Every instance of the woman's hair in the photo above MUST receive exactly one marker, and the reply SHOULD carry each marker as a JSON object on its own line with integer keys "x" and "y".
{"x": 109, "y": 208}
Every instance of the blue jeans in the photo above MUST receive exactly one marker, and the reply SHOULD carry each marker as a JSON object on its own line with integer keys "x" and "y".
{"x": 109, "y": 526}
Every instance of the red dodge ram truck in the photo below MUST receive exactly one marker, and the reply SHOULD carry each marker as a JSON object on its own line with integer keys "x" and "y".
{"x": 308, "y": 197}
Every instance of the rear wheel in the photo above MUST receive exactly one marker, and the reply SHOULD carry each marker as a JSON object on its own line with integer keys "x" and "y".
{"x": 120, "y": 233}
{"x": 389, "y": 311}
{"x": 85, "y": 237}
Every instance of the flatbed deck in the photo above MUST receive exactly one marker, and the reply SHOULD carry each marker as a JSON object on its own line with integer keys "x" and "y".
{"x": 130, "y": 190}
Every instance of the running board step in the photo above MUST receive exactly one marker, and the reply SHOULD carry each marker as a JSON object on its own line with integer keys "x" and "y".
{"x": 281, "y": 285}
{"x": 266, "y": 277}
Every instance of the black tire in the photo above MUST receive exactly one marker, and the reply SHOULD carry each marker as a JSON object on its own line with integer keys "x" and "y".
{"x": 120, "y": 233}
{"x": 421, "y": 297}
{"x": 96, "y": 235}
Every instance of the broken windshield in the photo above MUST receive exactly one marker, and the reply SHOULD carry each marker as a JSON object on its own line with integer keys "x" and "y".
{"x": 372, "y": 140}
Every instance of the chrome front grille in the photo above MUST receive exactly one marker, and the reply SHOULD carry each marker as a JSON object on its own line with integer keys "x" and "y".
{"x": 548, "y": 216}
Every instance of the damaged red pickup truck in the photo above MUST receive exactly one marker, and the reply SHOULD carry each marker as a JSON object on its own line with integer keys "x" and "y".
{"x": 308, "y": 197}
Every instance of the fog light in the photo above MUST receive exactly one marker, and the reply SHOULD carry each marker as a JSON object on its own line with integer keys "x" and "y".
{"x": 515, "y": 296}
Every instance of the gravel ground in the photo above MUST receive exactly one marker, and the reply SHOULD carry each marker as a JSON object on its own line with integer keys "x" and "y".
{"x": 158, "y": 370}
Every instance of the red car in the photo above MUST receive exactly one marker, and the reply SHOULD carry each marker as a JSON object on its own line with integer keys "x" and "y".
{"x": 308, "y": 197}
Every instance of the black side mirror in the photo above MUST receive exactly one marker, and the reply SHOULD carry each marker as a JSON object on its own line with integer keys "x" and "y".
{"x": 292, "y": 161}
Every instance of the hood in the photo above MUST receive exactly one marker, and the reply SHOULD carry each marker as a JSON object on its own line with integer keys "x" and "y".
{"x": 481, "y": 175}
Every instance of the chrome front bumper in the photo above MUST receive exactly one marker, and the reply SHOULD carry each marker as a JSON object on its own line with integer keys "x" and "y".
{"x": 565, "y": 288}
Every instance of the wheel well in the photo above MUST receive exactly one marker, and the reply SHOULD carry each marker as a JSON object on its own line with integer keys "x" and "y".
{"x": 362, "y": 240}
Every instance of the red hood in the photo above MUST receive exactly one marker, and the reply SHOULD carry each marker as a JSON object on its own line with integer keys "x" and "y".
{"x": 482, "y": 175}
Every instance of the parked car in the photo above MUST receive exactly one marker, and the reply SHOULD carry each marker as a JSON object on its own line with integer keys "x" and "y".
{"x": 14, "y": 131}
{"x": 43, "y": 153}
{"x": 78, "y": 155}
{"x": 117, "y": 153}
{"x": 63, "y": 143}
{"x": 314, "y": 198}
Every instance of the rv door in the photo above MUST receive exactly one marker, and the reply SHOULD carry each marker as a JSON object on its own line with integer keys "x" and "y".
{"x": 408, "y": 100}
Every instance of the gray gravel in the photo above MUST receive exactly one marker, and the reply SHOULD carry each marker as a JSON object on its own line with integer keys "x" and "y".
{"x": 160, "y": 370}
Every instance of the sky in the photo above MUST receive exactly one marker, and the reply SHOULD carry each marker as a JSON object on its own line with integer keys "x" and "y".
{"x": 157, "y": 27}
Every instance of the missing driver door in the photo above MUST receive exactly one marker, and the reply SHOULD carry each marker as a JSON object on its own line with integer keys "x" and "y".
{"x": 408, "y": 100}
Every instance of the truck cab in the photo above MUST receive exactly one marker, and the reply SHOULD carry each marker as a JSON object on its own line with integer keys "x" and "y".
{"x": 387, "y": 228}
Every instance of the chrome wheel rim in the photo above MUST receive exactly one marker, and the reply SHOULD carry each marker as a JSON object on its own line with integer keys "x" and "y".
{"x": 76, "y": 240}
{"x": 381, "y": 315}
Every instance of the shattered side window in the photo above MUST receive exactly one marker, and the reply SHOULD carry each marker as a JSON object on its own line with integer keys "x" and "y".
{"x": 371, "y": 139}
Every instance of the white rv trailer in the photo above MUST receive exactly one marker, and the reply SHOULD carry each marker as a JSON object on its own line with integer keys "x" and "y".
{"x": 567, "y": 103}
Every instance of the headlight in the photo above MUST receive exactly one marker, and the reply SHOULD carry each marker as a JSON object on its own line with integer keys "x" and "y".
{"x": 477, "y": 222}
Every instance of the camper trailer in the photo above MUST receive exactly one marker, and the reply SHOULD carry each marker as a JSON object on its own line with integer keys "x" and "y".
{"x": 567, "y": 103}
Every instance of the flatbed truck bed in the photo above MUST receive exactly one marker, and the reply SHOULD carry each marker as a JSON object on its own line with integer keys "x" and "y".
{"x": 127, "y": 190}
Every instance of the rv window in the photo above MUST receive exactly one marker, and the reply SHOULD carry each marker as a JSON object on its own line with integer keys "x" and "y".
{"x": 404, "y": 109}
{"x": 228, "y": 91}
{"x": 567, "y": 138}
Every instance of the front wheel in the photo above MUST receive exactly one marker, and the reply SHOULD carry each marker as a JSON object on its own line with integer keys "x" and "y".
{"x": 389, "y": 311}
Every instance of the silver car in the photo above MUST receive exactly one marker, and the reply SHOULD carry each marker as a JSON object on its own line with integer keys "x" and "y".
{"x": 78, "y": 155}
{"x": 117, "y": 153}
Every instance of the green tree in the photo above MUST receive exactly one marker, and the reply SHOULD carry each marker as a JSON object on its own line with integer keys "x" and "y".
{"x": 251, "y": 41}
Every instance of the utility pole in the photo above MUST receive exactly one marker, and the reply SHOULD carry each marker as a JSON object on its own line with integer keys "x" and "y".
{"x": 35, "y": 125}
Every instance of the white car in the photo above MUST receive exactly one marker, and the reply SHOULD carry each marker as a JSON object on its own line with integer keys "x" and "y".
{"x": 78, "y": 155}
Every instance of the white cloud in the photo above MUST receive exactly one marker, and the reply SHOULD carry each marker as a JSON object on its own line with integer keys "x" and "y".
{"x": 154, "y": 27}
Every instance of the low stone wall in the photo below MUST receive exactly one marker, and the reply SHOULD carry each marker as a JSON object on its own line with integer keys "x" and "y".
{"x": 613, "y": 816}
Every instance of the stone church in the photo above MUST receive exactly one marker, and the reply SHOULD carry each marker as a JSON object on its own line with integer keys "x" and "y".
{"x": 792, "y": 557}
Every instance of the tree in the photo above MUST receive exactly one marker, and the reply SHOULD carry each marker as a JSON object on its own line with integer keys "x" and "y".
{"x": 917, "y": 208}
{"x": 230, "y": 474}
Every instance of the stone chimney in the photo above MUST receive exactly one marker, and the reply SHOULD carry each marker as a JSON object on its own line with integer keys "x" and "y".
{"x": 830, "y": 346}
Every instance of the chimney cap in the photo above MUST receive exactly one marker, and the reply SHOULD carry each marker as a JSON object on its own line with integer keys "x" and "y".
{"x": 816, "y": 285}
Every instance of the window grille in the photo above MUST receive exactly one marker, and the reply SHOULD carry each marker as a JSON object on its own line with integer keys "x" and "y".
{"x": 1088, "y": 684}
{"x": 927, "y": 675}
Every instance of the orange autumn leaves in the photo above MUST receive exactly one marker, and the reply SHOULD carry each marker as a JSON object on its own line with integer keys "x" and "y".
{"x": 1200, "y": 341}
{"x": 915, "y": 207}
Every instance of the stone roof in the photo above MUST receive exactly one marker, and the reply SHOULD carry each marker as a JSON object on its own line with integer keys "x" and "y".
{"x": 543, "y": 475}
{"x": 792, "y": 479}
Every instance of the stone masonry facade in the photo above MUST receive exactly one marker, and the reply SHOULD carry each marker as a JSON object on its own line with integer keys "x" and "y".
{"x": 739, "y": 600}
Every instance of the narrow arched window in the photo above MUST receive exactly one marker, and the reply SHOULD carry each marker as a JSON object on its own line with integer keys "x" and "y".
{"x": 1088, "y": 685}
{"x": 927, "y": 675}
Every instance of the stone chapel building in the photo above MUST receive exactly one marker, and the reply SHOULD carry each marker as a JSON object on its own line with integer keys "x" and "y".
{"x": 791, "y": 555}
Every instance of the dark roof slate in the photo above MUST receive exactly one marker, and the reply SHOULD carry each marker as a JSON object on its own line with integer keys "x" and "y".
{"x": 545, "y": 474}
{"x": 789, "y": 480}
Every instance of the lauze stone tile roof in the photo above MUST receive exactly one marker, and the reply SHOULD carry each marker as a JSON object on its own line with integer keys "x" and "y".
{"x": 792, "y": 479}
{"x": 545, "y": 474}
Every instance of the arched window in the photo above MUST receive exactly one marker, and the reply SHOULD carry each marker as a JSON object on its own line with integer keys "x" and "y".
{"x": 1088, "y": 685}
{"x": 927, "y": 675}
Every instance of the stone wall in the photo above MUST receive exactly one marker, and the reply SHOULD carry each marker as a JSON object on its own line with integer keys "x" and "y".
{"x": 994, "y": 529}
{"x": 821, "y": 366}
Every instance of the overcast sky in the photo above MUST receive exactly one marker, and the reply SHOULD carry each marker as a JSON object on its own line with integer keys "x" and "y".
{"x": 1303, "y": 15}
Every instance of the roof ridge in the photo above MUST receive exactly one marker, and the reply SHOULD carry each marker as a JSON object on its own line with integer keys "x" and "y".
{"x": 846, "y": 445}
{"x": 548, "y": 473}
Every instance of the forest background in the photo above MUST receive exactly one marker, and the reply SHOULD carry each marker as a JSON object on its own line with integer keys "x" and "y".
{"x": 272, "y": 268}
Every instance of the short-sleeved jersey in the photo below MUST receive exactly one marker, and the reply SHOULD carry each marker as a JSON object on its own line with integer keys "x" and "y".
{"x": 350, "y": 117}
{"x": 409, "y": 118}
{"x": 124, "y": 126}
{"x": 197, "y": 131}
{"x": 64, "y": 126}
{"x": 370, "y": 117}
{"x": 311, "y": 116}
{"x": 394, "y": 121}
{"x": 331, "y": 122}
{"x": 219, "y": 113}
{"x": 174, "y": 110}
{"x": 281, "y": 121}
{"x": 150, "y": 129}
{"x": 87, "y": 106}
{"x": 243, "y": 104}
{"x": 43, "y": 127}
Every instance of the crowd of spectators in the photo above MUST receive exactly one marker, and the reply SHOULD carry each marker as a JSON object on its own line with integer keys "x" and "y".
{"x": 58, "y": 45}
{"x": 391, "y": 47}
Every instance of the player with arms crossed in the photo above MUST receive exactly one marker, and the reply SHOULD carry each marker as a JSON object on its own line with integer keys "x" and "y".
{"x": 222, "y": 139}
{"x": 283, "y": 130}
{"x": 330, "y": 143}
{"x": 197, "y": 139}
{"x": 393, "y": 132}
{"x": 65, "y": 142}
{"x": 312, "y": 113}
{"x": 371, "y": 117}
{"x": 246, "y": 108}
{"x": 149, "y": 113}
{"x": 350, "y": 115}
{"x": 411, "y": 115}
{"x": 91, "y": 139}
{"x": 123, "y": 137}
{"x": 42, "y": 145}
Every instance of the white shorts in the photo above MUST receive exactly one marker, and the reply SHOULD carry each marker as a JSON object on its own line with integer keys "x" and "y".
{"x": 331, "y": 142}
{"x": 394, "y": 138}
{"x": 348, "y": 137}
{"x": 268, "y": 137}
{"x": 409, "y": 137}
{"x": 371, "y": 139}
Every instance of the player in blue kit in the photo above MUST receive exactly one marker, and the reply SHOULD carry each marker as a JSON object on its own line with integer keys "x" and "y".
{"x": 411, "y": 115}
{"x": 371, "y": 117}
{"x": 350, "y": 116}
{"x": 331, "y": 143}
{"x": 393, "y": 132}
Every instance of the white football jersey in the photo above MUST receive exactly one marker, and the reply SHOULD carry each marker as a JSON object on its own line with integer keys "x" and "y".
---------------
# Short task:
Exactly reproduce the lines from the one containing "Every instance of the white shorts" through the end of the records, and only those lines.

# Output of the task:
Every instance of the white shorts in the photo above MUST receive exactly one marker, and the reply SHOULD carry each marker as a JSON object on its own line with integer keys "x" and "y".
{"x": 331, "y": 142}
{"x": 394, "y": 138}
{"x": 348, "y": 137}
{"x": 268, "y": 137}
{"x": 409, "y": 137}
{"x": 371, "y": 139}
Every instance of the player in blue kit in the photo above MUST receive exactly one marker, and the reply SHOULD carry each marker as a JSON object on its own line with integer keys "x" and "y".
{"x": 411, "y": 115}
{"x": 371, "y": 117}
{"x": 350, "y": 116}
{"x": 331, "y": 143}
{"x": 393, "y": 132}
Every instance of the white football jersey in the photo above MUST receive exactly one marker, and the reply SHOULD carry each marker as a JSON object on its own line with integer keys "x" and "y".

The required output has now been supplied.